> **MATERIAL PROVIDED**:
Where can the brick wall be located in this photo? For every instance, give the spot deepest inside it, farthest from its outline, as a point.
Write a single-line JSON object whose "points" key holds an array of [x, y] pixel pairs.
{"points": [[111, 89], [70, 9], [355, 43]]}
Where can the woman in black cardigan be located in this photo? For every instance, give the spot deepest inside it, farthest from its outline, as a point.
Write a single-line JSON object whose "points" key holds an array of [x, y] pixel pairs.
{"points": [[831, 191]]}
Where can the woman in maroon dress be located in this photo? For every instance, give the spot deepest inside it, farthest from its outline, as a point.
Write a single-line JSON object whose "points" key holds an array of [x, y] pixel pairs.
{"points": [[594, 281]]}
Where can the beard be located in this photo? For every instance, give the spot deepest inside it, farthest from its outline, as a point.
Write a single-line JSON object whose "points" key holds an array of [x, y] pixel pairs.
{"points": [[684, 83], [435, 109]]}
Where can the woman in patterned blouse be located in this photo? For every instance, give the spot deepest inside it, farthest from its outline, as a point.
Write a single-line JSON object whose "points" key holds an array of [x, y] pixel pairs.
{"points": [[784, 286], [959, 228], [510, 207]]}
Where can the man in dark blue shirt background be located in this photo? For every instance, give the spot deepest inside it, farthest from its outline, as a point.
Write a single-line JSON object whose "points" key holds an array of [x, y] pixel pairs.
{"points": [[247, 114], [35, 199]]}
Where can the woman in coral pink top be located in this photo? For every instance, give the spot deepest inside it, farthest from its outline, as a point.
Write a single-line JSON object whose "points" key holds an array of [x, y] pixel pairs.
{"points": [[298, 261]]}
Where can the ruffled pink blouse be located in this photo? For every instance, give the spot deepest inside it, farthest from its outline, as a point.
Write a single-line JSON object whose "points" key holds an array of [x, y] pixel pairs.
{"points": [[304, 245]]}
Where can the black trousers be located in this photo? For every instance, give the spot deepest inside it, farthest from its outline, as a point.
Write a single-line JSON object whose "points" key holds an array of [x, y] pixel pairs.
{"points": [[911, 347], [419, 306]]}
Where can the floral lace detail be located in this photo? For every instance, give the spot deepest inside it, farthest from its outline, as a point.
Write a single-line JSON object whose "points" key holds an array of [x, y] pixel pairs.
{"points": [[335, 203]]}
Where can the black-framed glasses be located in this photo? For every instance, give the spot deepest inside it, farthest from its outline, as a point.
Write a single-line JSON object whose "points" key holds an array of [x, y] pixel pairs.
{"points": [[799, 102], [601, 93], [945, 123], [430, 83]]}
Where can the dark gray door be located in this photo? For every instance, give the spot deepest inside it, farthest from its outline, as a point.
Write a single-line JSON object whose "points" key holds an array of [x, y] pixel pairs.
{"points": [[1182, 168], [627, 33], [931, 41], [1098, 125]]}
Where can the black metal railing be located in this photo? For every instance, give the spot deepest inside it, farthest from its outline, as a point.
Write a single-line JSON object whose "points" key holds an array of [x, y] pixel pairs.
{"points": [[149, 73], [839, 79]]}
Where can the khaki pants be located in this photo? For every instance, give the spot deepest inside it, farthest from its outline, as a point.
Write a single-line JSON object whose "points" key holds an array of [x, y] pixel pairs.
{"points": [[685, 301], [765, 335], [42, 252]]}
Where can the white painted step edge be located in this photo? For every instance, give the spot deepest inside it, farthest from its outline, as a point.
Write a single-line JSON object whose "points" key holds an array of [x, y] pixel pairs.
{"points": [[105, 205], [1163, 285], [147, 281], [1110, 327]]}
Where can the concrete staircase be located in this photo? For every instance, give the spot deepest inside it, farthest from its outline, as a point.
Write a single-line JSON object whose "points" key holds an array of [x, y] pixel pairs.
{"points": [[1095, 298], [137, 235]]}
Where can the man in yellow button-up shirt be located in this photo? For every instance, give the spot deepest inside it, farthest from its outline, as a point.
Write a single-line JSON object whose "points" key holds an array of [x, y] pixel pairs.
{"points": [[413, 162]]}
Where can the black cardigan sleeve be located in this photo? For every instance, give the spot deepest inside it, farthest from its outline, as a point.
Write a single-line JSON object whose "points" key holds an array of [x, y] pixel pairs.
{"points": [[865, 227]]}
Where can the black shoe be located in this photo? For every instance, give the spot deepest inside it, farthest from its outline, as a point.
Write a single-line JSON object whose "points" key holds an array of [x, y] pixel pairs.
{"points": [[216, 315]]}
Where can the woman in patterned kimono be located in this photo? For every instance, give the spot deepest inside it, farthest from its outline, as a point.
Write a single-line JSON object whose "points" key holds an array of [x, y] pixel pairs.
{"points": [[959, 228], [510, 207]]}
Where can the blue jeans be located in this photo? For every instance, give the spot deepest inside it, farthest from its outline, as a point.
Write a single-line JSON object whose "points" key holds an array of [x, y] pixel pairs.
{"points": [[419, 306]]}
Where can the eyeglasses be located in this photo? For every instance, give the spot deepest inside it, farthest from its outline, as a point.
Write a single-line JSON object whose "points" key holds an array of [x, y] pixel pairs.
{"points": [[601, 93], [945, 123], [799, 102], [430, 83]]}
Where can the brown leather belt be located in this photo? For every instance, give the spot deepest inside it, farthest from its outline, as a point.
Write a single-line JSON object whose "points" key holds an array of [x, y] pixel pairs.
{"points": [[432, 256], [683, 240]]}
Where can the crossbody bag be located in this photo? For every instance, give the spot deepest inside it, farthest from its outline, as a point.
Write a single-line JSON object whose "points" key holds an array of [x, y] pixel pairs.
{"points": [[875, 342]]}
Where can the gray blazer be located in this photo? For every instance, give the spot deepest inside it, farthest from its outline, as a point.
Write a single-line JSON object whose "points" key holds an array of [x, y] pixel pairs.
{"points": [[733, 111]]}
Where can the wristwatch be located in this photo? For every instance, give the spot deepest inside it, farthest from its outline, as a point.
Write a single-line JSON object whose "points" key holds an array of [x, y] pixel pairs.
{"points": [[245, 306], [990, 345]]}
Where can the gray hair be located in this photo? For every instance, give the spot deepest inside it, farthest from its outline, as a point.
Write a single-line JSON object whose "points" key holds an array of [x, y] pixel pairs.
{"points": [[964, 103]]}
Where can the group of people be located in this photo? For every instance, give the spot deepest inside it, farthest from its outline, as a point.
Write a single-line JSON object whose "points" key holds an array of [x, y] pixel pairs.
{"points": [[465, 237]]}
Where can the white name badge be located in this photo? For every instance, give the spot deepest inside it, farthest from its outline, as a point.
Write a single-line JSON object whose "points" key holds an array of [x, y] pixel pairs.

> **TO DO**:
Copy the lines starting at the one containing "Where can the white name" and ending at the last of the lines, word for word.

> **TASK OUTPUT**:
Where can the white name badge be located in this photo? For every instance, give the spot deepest inside it, farthest from its outline, as a point.
Write a single-line JSON object whose "points" key holds an array of [x, y] pixel pairs.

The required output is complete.